Exercise: Go through the records below and copy out every line holding "yellow".

--------------------

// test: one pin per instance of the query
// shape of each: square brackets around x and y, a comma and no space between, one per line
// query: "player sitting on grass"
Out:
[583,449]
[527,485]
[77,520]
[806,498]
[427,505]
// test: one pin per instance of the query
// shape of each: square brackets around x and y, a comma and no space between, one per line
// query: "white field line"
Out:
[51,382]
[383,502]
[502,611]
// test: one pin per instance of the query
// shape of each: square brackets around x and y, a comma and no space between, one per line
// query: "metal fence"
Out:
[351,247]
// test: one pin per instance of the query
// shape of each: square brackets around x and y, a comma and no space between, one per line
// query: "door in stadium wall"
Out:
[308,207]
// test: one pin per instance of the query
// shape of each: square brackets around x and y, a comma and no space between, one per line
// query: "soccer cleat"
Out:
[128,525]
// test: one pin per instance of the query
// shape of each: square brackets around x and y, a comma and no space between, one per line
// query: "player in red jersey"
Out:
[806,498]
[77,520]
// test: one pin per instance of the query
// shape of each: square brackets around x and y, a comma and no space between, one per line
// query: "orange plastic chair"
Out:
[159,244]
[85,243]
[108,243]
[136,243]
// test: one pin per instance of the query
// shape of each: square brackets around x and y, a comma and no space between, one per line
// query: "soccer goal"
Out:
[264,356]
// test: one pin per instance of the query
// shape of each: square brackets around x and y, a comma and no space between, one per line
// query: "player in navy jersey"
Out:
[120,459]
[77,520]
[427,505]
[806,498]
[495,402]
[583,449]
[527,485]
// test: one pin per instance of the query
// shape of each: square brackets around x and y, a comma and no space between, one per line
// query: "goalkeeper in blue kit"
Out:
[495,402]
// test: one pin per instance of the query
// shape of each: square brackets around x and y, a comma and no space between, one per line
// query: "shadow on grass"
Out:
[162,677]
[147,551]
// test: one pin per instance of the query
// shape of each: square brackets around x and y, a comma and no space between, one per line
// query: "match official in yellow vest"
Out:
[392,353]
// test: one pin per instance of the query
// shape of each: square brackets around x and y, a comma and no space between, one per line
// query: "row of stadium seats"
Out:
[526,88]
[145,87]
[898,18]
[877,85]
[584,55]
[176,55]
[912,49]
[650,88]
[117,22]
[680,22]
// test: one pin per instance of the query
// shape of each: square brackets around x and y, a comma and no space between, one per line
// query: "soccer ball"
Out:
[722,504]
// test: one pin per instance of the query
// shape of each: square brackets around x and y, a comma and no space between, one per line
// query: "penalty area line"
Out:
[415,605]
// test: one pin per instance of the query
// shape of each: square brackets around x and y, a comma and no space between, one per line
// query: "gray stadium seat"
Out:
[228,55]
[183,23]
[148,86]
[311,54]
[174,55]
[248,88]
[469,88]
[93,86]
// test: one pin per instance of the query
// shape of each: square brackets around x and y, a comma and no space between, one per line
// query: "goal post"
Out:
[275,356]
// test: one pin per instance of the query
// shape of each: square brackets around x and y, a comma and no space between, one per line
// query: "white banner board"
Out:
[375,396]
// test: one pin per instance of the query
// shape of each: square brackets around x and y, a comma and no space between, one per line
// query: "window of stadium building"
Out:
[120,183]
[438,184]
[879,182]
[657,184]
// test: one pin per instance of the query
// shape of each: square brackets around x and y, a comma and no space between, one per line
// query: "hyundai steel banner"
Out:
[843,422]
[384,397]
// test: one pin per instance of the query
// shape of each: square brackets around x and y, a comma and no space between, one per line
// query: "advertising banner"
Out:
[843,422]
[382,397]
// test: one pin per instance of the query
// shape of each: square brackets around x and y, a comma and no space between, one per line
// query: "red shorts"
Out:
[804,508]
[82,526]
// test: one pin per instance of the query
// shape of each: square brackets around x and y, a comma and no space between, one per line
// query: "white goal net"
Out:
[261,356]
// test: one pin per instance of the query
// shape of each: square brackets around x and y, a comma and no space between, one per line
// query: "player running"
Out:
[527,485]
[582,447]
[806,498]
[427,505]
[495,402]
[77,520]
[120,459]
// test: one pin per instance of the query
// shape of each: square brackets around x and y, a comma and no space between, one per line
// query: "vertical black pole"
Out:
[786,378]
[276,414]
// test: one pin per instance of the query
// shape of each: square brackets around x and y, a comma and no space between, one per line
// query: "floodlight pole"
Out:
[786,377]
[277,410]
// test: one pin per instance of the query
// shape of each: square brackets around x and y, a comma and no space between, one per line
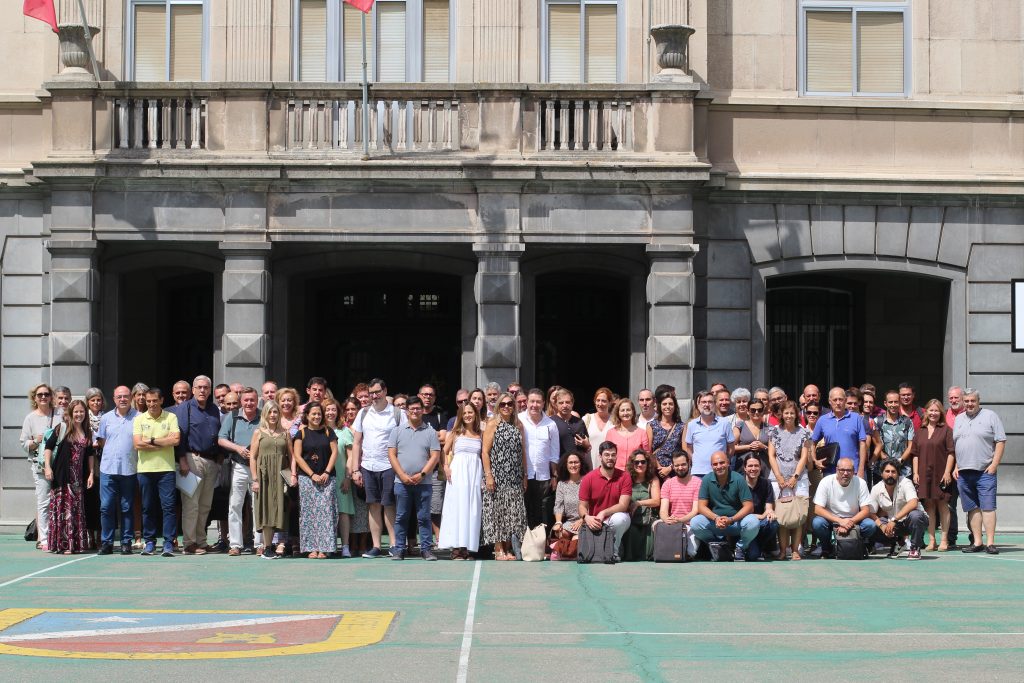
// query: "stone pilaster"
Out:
[74,297]
[499,292]
[670,295]
[246,290]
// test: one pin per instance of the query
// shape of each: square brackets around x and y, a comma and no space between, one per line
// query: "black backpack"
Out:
[596,547]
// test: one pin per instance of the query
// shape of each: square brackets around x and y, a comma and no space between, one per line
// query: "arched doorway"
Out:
[167,328]
[404,328]
[847,328]
[583,333]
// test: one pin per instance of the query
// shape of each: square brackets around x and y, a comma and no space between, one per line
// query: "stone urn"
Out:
[672,41]
[74,51]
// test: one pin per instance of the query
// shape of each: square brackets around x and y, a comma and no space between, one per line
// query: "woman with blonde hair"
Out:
[270,451]
[41,419]
[70,466]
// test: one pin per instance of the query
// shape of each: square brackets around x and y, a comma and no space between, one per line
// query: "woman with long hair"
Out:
[315,452]
[41,419]
[505,476]
[270,456]
[464,470]
[70,466]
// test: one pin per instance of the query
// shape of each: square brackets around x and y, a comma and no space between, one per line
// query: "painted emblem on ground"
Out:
[159,634]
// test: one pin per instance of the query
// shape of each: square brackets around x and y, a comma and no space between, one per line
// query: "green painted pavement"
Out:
[772,621]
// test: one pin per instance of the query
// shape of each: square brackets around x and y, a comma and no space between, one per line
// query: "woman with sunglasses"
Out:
[666,433]
[41,419]
[637,542]
[505,477]
[752,436]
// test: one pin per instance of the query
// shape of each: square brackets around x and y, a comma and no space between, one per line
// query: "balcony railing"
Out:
[313,121]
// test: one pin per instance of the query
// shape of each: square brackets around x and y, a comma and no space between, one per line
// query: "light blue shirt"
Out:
[120,456]
[708,439]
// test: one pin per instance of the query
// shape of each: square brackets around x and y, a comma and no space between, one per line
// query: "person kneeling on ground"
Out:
[841,503]
[897,512]
[605,495]
[725,507]
[679,498]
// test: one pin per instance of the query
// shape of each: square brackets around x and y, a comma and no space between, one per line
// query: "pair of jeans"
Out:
[158,498]
[822,530]
[767,539]
[406,497]
[747,529]
[117,493]
[913,525]
[242,481]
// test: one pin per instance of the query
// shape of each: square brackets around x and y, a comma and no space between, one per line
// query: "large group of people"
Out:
[745,475]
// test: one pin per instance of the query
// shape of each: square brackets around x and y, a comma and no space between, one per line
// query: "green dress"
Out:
[346,502]
[637,542]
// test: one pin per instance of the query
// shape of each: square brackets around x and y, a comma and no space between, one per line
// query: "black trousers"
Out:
[540,504]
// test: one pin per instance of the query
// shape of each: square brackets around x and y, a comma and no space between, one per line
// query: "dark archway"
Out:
[583,334]
[167,332]
[847,328]
[406,329]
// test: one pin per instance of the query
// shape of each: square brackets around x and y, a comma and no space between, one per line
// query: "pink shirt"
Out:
[627,444]
[681,497]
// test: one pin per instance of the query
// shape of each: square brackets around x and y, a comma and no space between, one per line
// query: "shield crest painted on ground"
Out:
[157,634]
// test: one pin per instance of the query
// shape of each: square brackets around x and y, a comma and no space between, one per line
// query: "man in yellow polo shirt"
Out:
[155,434]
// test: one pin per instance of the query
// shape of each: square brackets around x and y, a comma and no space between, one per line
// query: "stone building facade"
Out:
[828,191]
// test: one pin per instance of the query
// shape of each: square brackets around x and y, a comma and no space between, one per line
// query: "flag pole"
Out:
[366,95]
[88,41]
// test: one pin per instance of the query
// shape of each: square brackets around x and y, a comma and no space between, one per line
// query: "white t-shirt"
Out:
[376,427]
[842,502]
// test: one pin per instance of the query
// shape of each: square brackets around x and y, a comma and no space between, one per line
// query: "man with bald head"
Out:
[841,503]
[117,472]
[725,506]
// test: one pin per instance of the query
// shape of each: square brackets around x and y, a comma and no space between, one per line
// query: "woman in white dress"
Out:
[463,498]
[598,423]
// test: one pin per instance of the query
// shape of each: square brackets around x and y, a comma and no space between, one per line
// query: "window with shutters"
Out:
[583,41]
[855,49]
[166,40]
[407,41]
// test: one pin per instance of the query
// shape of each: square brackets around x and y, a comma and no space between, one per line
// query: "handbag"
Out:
[565,545]
[791,512]
[534,543]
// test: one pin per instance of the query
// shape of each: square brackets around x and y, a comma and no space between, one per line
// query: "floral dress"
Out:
[505,508]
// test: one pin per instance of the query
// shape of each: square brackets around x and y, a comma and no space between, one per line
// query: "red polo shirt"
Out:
[601,493]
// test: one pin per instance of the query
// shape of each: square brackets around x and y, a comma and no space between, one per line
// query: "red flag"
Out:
[42,10]
[363,5]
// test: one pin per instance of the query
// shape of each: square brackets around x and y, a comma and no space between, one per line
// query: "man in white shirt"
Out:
[542,460]
[371,430]
[897,511]
[841,503]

--------------------

Response to the exercise:
// query: "match official in yellow vest"
// query: "man in yellow polo shirt"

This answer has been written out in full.